Exercise requirements> Using the listing below, retype only the lines from the line with "Note to the class: mark the vase" through the end, both ends included, and exclude the pictures.

Provided records>

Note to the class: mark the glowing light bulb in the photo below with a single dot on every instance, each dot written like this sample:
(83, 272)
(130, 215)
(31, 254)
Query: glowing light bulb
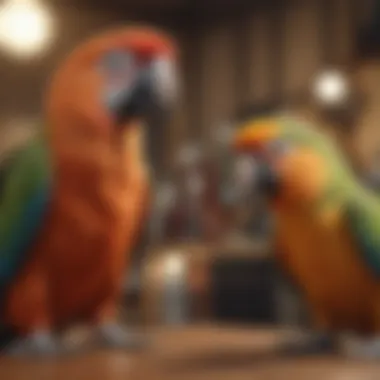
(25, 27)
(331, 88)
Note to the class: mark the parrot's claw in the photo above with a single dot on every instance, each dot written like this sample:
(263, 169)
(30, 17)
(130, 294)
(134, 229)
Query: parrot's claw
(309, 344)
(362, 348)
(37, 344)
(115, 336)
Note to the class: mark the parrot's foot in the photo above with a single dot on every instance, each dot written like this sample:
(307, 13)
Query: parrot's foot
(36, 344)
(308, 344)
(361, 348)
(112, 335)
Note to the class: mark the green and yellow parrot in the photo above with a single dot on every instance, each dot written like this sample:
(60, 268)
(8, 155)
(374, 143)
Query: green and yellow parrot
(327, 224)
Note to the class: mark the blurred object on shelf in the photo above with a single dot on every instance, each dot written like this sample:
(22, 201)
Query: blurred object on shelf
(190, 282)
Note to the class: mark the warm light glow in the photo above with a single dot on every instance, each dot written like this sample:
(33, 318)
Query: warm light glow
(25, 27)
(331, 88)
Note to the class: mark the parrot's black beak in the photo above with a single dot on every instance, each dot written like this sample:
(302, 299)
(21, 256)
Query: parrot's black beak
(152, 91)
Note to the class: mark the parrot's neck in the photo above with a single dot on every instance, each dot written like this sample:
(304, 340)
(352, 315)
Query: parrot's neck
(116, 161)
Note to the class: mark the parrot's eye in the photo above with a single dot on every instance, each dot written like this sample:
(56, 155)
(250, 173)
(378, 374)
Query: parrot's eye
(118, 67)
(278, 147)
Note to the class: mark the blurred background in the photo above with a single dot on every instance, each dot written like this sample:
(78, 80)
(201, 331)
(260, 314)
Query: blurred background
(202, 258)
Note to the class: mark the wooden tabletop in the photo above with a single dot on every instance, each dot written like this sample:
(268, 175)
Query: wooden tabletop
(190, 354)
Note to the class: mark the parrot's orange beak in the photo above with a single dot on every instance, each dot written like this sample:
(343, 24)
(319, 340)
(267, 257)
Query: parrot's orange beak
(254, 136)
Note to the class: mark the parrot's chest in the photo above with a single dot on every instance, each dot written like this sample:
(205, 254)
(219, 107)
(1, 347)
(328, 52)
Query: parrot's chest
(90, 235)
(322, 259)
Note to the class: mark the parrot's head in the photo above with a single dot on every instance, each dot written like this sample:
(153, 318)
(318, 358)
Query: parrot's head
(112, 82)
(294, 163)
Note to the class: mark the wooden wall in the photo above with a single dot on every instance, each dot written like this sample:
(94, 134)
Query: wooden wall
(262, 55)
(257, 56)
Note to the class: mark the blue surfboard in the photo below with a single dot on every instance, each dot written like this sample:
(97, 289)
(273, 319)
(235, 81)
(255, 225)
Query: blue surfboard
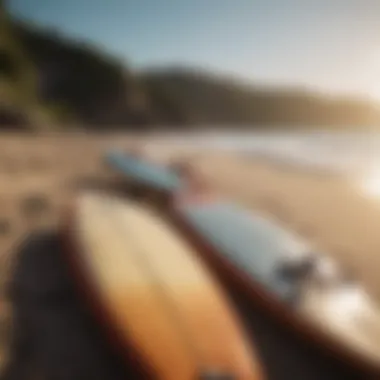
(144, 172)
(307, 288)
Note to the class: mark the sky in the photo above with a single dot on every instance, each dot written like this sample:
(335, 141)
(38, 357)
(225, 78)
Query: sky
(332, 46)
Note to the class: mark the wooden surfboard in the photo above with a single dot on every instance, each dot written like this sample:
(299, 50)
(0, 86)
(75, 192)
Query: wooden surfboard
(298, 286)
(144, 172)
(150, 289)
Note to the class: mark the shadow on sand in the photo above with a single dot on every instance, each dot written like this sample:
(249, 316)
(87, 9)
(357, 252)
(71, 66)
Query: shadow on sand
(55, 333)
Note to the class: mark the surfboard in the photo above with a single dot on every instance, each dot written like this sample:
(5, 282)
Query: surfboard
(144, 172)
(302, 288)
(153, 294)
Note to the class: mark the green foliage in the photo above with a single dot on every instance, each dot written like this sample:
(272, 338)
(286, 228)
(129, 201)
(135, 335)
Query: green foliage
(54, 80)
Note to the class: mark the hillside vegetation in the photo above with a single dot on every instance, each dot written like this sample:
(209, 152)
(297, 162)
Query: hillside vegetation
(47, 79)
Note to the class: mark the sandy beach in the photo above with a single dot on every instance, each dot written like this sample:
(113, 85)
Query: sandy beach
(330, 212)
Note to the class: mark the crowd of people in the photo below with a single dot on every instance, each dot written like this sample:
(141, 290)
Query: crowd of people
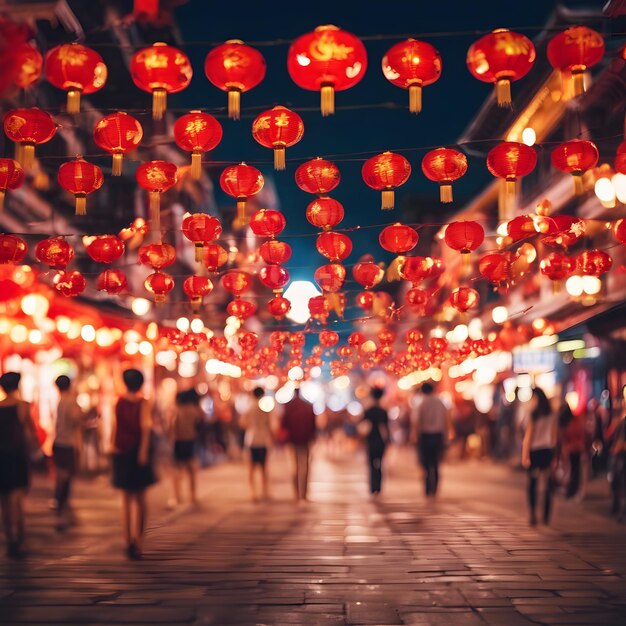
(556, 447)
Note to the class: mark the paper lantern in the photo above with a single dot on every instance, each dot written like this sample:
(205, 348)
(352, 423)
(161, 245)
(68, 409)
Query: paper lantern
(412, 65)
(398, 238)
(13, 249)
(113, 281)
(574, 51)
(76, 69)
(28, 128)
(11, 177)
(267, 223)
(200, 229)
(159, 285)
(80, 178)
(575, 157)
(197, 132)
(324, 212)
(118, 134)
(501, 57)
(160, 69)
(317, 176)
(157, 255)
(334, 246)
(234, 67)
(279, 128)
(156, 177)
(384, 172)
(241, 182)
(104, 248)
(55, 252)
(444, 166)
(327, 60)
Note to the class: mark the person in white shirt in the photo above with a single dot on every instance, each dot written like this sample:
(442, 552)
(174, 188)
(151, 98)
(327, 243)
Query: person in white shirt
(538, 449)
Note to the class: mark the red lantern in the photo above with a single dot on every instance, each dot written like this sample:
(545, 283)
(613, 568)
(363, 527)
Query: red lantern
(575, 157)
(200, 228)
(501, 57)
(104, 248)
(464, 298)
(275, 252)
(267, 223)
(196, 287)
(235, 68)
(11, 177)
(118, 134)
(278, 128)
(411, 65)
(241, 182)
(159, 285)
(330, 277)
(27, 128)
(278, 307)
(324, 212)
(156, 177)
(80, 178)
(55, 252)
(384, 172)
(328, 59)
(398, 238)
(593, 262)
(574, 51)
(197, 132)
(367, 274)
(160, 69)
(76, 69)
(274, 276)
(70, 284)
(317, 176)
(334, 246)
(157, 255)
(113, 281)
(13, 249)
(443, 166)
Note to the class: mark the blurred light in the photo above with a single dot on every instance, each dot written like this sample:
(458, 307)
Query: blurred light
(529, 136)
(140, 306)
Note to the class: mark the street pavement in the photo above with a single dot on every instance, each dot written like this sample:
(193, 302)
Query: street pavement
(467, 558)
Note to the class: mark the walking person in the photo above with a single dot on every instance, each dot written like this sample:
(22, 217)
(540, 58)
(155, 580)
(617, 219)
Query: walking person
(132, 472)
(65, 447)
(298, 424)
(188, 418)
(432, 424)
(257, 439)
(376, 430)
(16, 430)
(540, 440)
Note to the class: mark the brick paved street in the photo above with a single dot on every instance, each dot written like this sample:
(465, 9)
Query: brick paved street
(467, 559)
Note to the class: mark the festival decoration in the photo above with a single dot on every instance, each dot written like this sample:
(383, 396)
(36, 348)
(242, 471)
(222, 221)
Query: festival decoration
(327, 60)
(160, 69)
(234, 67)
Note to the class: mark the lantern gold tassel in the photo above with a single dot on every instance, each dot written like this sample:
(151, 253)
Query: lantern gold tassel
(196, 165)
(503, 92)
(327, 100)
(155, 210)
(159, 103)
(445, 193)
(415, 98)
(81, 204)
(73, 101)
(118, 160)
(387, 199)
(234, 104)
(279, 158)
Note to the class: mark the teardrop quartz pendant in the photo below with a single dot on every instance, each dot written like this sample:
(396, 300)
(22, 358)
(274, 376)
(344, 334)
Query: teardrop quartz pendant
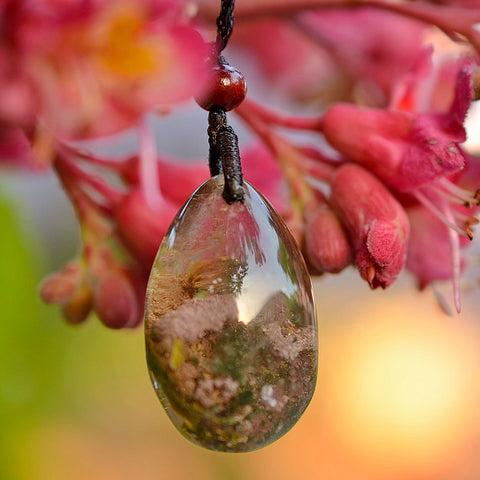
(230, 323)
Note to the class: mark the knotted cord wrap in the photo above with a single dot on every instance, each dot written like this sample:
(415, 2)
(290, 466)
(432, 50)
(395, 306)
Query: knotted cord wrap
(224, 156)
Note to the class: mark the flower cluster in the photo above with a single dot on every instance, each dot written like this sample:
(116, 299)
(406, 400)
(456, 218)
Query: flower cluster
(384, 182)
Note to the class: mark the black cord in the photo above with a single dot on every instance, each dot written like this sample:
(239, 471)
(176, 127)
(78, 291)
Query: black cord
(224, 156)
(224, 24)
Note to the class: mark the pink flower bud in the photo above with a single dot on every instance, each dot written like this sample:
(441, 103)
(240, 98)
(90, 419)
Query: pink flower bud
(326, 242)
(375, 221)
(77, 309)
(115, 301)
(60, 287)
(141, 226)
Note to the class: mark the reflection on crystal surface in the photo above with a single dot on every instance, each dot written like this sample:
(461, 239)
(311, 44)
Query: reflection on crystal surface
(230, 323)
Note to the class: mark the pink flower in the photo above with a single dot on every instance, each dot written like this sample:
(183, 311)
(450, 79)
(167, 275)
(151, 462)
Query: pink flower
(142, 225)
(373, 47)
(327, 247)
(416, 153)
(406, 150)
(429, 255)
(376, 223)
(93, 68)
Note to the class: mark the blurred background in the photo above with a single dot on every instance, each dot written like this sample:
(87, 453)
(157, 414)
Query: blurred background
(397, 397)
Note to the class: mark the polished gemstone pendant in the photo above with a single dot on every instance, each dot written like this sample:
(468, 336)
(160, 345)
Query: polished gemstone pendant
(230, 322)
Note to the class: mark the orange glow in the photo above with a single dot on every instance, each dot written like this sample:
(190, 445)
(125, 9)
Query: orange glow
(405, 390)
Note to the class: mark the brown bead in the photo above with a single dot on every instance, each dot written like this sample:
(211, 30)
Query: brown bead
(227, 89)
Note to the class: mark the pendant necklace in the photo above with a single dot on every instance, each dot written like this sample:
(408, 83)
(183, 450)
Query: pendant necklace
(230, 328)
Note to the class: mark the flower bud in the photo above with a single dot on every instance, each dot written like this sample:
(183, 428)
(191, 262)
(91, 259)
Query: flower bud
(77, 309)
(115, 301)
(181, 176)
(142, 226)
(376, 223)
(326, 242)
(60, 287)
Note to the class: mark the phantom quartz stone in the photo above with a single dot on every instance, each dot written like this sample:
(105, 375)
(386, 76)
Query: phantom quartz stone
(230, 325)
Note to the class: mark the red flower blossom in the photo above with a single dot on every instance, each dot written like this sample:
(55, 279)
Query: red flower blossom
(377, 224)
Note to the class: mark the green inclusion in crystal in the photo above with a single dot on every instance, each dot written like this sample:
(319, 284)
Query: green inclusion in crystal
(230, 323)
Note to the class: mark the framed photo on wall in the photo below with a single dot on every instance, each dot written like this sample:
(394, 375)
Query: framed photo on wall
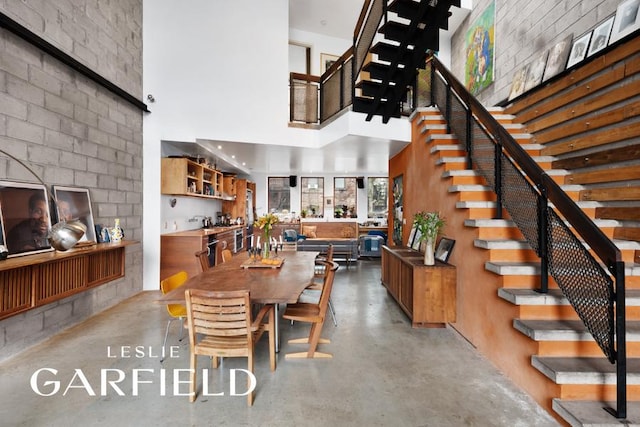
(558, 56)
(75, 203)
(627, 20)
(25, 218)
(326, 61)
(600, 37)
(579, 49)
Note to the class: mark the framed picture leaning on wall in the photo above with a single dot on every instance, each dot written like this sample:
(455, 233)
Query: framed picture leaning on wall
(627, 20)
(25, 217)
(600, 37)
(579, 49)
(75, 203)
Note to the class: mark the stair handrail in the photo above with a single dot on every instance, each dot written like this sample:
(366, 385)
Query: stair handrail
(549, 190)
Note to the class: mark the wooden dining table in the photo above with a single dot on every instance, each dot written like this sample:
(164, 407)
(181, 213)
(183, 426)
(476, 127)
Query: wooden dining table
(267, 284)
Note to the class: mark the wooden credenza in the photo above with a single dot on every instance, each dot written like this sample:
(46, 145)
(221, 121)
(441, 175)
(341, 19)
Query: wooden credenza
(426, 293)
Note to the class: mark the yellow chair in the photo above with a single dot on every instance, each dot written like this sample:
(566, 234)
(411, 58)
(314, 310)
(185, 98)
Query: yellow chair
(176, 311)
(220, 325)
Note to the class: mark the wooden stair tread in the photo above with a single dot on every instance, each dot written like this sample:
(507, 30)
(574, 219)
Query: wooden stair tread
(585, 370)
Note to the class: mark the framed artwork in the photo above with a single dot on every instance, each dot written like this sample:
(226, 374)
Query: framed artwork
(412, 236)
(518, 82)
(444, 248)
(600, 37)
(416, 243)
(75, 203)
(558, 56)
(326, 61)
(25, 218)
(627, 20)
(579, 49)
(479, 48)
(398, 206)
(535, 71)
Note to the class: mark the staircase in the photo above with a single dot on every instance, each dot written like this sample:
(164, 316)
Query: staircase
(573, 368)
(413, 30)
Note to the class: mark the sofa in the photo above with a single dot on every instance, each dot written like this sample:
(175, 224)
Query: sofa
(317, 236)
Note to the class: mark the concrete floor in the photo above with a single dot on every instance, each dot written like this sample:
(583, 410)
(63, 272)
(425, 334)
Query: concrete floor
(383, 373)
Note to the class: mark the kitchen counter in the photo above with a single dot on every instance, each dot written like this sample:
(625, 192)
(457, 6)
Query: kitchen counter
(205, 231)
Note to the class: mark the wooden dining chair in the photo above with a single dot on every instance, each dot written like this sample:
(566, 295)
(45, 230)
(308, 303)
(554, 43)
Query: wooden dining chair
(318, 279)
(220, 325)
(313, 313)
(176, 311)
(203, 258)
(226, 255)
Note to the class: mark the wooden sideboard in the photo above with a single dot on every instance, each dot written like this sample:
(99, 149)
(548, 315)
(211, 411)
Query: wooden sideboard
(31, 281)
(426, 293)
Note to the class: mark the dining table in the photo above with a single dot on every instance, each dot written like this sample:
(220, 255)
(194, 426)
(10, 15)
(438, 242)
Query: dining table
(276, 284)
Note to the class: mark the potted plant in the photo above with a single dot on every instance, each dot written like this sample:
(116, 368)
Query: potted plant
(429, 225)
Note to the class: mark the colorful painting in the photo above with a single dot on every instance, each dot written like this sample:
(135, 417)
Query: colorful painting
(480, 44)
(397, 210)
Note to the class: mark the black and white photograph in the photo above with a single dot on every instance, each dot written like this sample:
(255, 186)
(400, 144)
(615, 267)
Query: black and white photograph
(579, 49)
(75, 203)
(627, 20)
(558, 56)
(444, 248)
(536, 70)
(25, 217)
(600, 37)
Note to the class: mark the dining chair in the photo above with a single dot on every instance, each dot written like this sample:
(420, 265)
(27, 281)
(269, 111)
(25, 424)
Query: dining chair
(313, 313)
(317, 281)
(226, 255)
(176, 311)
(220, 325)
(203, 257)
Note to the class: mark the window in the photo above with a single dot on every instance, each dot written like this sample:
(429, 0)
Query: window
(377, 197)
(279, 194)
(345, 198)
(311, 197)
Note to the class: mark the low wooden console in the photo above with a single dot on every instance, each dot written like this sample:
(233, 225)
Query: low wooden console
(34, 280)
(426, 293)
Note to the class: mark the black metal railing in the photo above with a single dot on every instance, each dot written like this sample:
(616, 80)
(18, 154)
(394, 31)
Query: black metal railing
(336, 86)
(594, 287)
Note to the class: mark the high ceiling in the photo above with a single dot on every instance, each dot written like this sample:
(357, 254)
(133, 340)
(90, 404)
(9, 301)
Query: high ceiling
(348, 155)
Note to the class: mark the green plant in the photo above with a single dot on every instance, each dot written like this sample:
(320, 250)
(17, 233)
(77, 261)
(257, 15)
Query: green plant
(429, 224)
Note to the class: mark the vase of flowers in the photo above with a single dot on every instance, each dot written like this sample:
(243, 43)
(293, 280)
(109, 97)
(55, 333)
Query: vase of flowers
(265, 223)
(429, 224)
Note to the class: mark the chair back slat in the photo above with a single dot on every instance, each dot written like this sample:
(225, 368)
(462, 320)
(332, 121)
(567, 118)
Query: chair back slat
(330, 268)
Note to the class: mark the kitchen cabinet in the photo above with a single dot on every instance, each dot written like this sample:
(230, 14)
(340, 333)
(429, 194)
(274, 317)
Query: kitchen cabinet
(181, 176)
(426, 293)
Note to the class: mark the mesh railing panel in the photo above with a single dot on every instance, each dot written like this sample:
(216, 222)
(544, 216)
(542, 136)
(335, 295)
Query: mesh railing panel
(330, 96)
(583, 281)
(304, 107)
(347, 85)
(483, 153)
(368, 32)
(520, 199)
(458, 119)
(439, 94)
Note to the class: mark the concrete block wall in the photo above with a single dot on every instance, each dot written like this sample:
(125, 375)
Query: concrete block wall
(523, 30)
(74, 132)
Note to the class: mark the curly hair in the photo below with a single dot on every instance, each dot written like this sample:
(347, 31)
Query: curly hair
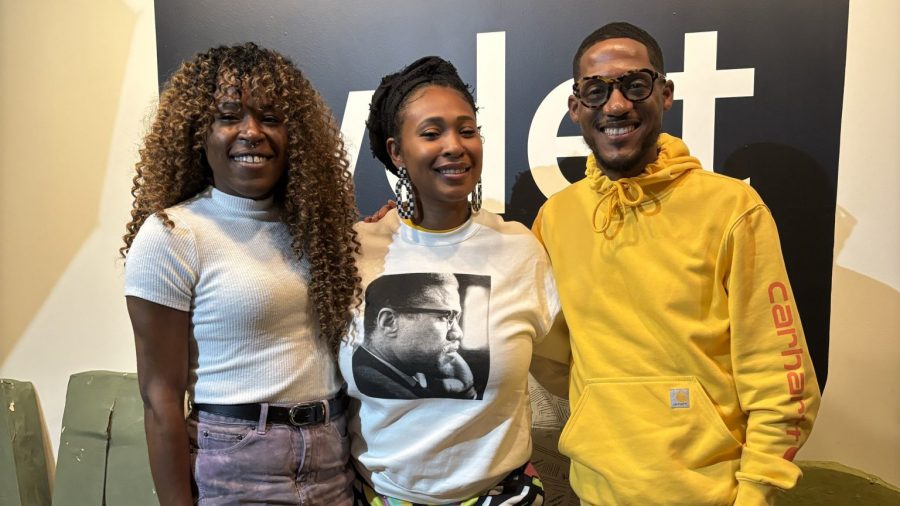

In response>
Note to the class: mark the vase of flowers in the photo above with a single dot on every instance, each dot written like this sample:
(243, 43)
(293, 280)
(109, 97)
(55, 333)
Query: vase of flowers
(265, 223)
(429, 224)
Note to the class: mark the chair back slat in the photo above with a single dot on every instance, each dot written like this sample:
(225, 368)
(462, 320)
(332, 121)
(567, 118)
Query: chair back slat
(330, 268)
Note to the class: mark the kitchen cabinet in the photo above with a single dot on every instance, each dot written like this sample:
(230, 14)
(340, 333)
(429, 194)
(274, 317)
Query: kitchen cabinet
(181, 176)
(426, 293)
Note to the class: mark the mesh railing panel in the photo above with a single dot on every instance, each dot written like this sample:
(216, 222)
(544, 216)
(542, 136)
(335, 295)
Query: mesh railing panel
(330, 96)
(583, 281)
(304, 107)
(347, 85)
(483, 153)
(368, 32)
(520, 199)
(458, 119)
(439, 94)
Note to the class: mark the concrete block wall in the photo above with a single dot on every instance, each dot written like this sample:
(125, 375)
Query: concrete block wall
(523, 30)
(74, 132)
Note to the class: mark the curly hair in the photo below with a single dot on every instance, each dot written like this sample:
(347, 31)
Query: curly hair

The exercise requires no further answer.